## DOCUMENT EXTRACT
<<<<

6. Snail Mail - Forever (Sailing)

“I'll love you from the city to the stars / but nothing stays as good as how it starts”

We have been living with Spotify’s algorithmic Discovery Weekly for about eight years now, and in that time, countless pop-punk-like indie bands have fallen into my lap. And a lot of the time, they’ll promptly fall out of my lap after a few months. This is the new shape of the one hit wonder. In my personal continuity, “Forever (Sailing)” and the album it appears on, Valentine, is when Snail Mail broke out of that classification and truly arrived. In this smoky, lounging, 70s-referencing ballad, Snail Mail takes on a totally new look that shows versatility that lasts.

5. Silk Sonic - Leave the Door Open

“I’m sipping wine / in a robe / I look too good / to be alone”

>>>>

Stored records
<<<<

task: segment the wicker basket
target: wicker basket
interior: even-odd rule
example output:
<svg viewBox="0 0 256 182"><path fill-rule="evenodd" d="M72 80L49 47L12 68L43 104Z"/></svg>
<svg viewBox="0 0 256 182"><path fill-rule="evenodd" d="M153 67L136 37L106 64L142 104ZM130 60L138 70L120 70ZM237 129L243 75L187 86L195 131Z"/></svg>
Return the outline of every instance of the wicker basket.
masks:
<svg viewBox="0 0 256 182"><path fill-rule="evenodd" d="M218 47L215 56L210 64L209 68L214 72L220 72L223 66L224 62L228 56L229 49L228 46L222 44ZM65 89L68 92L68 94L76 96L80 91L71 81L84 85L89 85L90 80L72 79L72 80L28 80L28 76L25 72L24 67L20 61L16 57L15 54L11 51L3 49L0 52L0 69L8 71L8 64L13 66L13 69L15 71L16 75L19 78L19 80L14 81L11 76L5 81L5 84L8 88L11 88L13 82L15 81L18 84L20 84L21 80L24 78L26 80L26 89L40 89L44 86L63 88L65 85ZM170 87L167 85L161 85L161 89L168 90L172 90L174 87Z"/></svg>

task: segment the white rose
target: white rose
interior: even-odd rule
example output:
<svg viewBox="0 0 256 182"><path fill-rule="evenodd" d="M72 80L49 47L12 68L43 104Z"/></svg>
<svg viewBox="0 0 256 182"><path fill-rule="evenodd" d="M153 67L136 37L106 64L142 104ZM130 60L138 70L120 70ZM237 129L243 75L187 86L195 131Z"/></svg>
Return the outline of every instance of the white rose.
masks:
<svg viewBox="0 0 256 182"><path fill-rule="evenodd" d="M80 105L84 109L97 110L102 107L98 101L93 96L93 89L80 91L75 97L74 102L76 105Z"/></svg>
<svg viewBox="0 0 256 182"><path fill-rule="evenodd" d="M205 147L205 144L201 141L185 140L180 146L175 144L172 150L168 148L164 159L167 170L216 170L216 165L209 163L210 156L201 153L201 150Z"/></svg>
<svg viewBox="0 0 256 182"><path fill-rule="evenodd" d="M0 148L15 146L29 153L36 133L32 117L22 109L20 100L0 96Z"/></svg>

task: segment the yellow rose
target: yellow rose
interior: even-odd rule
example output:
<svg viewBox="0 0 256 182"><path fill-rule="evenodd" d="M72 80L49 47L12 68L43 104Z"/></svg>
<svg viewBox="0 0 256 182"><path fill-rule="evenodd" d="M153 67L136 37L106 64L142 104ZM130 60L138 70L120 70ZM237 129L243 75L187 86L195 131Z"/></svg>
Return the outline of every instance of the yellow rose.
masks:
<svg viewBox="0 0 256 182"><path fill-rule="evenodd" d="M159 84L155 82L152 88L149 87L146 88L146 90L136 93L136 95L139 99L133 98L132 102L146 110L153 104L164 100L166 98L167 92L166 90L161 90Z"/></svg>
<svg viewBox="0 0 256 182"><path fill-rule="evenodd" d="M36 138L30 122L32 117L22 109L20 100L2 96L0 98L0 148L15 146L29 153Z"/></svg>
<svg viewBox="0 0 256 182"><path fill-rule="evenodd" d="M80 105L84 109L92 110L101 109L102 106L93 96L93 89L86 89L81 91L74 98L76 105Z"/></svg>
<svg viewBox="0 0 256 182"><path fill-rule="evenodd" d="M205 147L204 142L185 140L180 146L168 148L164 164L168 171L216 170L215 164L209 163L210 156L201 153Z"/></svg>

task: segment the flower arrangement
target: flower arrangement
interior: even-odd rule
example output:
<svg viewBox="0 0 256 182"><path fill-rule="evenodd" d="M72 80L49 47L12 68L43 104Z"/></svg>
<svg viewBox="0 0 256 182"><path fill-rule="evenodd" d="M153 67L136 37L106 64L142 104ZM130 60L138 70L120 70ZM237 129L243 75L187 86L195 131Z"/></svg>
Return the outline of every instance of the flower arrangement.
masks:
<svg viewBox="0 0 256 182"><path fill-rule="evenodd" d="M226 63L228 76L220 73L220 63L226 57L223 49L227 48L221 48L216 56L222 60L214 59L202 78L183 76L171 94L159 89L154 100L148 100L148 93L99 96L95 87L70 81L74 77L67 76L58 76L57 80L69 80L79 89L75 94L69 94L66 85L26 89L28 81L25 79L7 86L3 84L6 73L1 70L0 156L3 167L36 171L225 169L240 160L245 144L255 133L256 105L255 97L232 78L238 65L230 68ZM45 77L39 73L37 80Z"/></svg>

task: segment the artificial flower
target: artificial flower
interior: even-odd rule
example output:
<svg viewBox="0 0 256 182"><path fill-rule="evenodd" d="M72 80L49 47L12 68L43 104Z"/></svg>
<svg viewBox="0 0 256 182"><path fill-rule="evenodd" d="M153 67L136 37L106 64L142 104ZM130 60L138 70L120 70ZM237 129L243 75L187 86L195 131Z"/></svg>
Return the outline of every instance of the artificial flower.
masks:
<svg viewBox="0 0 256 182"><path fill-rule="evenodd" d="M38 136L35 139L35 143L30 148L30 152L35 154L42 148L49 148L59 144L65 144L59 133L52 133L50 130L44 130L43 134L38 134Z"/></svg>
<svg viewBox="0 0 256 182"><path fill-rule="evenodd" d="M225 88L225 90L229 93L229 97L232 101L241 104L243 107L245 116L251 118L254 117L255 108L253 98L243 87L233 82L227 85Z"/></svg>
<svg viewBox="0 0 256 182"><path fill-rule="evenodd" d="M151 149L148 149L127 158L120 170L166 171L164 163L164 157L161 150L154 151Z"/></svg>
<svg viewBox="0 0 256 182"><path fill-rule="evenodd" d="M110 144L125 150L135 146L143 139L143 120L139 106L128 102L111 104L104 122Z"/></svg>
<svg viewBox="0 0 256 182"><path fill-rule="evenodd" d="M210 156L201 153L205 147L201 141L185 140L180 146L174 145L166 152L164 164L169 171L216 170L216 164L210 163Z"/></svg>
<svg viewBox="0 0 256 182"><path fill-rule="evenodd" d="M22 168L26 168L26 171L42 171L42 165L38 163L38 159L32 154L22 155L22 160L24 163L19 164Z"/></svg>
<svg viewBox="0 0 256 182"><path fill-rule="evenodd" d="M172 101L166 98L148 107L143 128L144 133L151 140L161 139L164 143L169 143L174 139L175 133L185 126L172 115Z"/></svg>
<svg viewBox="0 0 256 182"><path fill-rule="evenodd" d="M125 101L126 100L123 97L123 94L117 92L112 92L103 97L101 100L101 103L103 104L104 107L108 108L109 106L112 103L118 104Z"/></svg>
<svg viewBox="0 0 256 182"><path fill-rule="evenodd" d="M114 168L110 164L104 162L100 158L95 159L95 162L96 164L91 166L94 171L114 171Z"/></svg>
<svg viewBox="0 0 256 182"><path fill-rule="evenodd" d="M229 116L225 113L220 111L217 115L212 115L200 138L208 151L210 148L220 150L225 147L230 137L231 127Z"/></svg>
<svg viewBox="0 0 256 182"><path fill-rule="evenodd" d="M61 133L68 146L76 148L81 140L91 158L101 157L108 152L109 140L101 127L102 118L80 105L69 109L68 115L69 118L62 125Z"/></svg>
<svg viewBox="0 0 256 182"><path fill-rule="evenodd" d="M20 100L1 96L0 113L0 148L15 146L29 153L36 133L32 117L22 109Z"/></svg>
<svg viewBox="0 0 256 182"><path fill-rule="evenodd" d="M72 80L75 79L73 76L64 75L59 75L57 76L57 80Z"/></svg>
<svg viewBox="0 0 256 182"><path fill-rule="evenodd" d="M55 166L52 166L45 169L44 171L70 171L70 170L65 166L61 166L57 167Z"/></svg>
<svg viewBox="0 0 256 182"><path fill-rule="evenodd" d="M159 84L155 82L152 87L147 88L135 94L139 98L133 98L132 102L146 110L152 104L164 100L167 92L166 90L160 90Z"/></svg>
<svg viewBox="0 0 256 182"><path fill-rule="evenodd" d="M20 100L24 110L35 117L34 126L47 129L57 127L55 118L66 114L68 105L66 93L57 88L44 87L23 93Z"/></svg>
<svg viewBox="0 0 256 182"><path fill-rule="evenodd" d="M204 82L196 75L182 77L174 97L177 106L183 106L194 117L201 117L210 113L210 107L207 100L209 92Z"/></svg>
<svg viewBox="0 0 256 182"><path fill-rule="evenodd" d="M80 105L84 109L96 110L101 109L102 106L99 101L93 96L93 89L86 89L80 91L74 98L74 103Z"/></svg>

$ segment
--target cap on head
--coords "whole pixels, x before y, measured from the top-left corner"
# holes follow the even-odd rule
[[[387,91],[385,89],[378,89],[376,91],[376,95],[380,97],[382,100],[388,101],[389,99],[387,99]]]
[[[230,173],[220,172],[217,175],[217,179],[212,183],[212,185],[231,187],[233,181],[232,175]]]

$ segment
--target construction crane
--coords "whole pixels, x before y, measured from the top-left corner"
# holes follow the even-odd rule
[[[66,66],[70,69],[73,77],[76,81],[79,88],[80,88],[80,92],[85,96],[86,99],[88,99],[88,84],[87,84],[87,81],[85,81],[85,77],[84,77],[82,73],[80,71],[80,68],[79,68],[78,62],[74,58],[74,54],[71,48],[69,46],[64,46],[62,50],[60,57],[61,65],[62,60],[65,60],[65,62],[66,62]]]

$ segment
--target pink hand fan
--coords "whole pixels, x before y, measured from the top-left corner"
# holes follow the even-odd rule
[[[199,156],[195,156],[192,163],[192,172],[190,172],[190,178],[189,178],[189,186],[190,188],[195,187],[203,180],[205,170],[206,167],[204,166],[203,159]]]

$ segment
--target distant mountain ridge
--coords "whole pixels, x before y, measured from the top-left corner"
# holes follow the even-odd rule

>>>>

## PROBLEM SET
- a) Answer these questions using the song ranking above:
(i) On which album does "Forever (Sailing)" appear?
(ii) For about how long does the writer say we have been living with Spotify's Discovery Weekly?
(iii) Which Silk Sonic song is listed at number 5?
- b) Summarize the song ranking above in two sentences.

## RESULTS OF THE TASKS
- a)
(i) Valentine
(ii) About eight years
(iii) "Leave the Door Open"

- b) The song ranking places Snail Mail's "Forever (Sailing)" at number 6 and calls it a smoky, lounging, 70s-referencing ballad from Valentine, the album with which, in the writer's view, Snail Mail broke out of the one-hit-wonder pattern of Discovery Weekly finds. It then lists Silk Sonic's "Leave the Door Open" at number 5.